• [AIM OF THE TASK]: Output word for word the lines from the one with "Reviewer note: check that each instance of the green stripe" to the final line of the data, both ends included, but skip the pictures.

[Stored entries]
########################################
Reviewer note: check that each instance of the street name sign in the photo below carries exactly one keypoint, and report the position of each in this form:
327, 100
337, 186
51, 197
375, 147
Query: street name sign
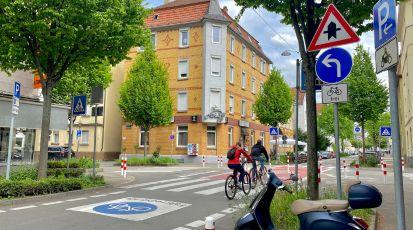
385, 131
334, 93
334, 65
79, 105
274, 131
334, 30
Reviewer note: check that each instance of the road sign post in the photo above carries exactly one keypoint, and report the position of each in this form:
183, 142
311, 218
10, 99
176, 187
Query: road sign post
384, 25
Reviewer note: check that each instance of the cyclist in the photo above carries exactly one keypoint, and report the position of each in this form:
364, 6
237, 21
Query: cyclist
235, 164
256, 152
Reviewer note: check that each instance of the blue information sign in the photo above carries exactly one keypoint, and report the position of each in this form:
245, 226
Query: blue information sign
125, 208
384, 24
79, 105
334, 65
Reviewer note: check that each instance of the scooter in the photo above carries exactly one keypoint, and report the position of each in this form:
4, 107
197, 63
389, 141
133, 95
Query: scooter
313, 215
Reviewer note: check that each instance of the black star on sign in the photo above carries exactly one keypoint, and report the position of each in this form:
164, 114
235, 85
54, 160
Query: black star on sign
332, 30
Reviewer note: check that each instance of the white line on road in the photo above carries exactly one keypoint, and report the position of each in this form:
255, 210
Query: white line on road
211, 191
52, 203
76, 199
186, 188
175, 184
151, 183
24, 207
196, 224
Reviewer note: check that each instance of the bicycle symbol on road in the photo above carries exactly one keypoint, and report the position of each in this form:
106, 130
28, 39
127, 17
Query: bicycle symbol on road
334, 90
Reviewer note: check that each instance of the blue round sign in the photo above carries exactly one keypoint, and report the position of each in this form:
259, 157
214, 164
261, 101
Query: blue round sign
334, 65
125, 208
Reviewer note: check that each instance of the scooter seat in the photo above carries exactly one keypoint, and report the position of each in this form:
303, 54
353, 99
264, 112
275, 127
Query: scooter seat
301, 206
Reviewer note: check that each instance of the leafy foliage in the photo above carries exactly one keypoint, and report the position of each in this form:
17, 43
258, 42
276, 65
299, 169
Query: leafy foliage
274, 102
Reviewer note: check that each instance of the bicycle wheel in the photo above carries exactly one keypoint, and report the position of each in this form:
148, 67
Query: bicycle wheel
230, 187
246, 184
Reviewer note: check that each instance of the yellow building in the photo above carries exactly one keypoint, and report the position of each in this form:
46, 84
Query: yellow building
216, 69
405, 74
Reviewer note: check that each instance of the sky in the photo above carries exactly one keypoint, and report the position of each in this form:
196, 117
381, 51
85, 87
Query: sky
277, 37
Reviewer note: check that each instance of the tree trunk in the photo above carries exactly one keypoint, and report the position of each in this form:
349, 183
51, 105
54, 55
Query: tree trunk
44, 139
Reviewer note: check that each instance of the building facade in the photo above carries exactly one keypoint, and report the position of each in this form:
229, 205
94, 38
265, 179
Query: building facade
405, 74
216, 69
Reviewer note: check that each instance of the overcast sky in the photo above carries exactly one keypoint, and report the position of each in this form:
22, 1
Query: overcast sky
277, 37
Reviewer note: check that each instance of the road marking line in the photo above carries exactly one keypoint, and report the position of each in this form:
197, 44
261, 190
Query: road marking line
196, 224
186, 188
174, 184
52, 203
101, 195
212, 190
24, 207
195, 174
151, 183
76, 199
118, 192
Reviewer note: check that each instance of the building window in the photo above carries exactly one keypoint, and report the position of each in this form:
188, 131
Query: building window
231, 104
182, 102
231, 74
216, 34
183, 69
211, 137
142, 140
85, 137
253, 85
243, 108
216, 66
230, 136
244, 53
183, 38
215, 99
232, 44
153, 40
244, 80
182, 140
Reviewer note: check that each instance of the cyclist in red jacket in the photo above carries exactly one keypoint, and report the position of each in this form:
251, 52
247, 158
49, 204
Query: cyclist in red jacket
235, 162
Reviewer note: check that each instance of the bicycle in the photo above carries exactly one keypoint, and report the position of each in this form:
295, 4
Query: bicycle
231, 184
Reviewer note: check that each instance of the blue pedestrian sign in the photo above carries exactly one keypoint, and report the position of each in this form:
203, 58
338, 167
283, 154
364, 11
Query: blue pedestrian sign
384, 24
79, 105
385, 131
334, 65
274, 131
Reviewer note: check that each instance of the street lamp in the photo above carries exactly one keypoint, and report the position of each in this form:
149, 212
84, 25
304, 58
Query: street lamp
287, 53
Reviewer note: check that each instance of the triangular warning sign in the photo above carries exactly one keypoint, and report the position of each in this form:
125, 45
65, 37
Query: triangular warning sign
334, 30
79, 107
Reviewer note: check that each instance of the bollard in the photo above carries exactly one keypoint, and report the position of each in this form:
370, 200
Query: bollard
209, 223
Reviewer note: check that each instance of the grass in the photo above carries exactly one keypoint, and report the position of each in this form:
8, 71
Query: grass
149, 161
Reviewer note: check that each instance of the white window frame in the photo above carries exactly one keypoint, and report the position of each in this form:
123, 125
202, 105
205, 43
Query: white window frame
231, 74
232, 44
177, 135
220, 32
212, 60
243, 80
215, 137
187, 71
180, 37
177, 103
231, 104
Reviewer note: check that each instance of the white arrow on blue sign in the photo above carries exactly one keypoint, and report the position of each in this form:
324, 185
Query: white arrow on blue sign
384, 24
334, 65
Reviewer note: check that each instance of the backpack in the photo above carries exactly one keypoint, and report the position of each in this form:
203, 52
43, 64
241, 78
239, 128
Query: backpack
231, 153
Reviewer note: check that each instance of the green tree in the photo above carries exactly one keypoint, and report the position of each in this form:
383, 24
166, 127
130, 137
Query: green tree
274, 102
368, 97
53, 36
305, 17
144, 96
325, 122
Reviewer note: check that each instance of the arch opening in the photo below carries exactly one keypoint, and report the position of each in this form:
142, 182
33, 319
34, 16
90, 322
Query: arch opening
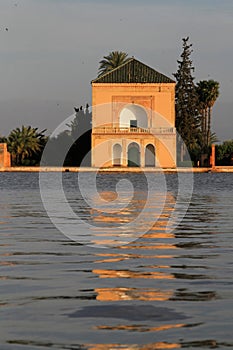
133, 116
133, 155
117, 151
150, 156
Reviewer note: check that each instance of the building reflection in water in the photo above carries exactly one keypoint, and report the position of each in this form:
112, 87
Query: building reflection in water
154, 346
117, 223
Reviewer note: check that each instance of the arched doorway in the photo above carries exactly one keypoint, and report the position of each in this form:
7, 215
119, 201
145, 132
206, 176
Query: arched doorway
117, 150
150, 156
133, 155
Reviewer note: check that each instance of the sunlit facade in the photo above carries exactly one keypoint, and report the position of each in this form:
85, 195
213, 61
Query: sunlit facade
133, 121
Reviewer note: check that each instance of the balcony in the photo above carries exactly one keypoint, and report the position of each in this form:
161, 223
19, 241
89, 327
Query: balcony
130, 130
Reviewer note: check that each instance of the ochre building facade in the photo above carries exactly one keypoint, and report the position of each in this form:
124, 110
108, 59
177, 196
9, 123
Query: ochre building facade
133, 118
5, 158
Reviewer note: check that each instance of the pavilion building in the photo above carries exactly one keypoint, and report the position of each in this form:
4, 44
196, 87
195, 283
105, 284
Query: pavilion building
133, 118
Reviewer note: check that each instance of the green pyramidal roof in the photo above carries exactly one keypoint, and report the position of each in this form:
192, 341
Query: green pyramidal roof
133, 71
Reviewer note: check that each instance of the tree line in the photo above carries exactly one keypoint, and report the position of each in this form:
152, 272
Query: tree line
193, 107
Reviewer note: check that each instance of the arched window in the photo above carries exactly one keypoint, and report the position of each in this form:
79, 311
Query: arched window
133, 116
117, 150
150, 156
133, 154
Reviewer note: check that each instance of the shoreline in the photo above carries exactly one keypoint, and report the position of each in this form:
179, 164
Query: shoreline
217, 169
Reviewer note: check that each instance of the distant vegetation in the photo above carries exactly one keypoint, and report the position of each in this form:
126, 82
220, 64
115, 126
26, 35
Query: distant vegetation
194, 103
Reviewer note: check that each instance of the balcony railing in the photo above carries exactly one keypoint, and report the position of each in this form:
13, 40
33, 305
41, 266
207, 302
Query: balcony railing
125, 130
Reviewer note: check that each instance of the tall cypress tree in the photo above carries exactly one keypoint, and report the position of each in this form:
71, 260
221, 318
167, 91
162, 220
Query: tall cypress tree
186, 99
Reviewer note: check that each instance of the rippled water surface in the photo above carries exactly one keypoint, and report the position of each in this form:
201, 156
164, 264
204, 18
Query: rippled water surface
164, 289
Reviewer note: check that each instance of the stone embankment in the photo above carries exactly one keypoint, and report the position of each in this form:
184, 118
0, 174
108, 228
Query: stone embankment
220, 169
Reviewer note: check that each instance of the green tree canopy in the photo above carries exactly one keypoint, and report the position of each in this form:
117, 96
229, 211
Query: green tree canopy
25, 143
186, 99
113, 60
208, 92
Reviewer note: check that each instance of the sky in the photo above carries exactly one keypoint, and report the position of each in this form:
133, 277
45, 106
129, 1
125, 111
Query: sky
50, 51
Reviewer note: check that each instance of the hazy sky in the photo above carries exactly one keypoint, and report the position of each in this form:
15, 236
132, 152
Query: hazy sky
52, 48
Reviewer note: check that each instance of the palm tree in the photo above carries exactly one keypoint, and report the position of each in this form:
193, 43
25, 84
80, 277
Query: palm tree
25, 142
113, 60
208, 92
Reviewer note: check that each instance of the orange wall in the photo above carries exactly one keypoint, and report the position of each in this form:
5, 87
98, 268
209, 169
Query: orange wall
5, 159
156, 97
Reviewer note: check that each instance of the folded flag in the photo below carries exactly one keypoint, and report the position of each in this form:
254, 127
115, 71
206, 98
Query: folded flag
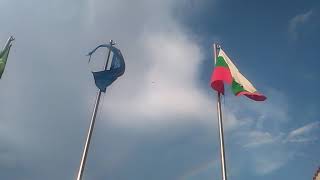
226, 72
105, 78
4, 55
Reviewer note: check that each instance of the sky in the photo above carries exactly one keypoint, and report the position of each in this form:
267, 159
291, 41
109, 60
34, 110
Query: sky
158, 121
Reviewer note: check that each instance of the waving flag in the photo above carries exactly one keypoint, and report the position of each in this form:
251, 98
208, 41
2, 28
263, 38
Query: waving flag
104, 78
4, 55
226, 72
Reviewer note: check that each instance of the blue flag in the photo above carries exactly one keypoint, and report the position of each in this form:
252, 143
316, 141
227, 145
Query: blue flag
104, 78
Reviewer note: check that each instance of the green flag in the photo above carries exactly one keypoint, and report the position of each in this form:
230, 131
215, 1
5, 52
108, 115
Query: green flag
4, 55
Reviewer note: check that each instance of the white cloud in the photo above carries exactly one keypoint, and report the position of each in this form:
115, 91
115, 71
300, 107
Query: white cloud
257, 138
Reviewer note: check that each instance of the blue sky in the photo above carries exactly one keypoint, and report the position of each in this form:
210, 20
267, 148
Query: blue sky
158, 121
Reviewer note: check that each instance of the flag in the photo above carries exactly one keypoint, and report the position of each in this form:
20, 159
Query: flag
105, 78
4, 55
226, 72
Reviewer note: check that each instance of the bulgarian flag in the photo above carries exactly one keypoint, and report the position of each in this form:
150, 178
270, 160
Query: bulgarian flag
226, 72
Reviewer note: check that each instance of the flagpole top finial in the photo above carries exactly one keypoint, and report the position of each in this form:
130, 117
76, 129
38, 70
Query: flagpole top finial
112, 42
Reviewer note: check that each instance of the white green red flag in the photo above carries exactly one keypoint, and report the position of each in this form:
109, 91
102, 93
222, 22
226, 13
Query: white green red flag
226, 72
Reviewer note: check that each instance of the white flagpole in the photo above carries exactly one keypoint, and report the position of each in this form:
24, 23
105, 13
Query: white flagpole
222, 152
93, 119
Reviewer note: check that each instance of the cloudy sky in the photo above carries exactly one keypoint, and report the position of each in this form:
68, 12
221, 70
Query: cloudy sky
158, 121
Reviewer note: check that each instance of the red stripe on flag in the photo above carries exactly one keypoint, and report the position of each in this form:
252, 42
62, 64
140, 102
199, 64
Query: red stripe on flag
253, 96
220, 74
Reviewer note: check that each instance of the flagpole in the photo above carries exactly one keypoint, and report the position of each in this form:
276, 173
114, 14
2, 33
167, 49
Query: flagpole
92, 123
222, 151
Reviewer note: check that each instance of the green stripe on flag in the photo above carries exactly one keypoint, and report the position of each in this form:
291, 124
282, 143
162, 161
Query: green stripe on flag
236, 87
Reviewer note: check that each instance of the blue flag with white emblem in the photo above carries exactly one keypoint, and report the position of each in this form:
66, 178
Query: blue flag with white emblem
105, 78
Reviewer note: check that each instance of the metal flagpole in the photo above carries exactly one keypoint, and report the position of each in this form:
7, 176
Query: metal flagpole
93, 119
222, 152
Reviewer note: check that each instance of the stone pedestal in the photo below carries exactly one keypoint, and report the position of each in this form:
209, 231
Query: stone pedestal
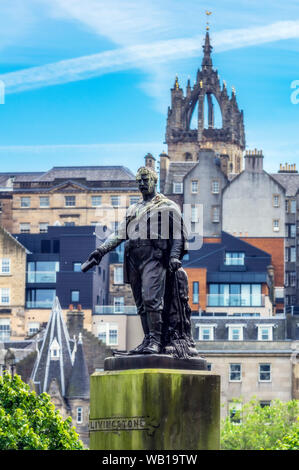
154, 409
########################################
• [ANSWER TO THE EXERCISE]:
Reviewer note: check that each instance of the green stripe on flag in the photo above carries exactly one keypoint, and report the position of each in this form:
291, 124
282, 143
162, 161
Query: green stripe on flag
236, 87
Reviewer note: check that each instance of the blue flag with white emblem in the photo above carries exactly one keypoint, and report the position of each in this form:
66, 178
Query: blue flag with white emblem
105, 78
Reviewer note: check that each instance of the metal flagpole in the photo above carries exactly one keypoint, and report the position of each in this form:
7, 176
Query: metal flagpole
93, 119
222, 152
Reviewer note: check that each instance of the stone pedestal in the photo below carries exactly one keypoint, and report the position of each in this form:
209, 231
Query: stone pedestal
154, 409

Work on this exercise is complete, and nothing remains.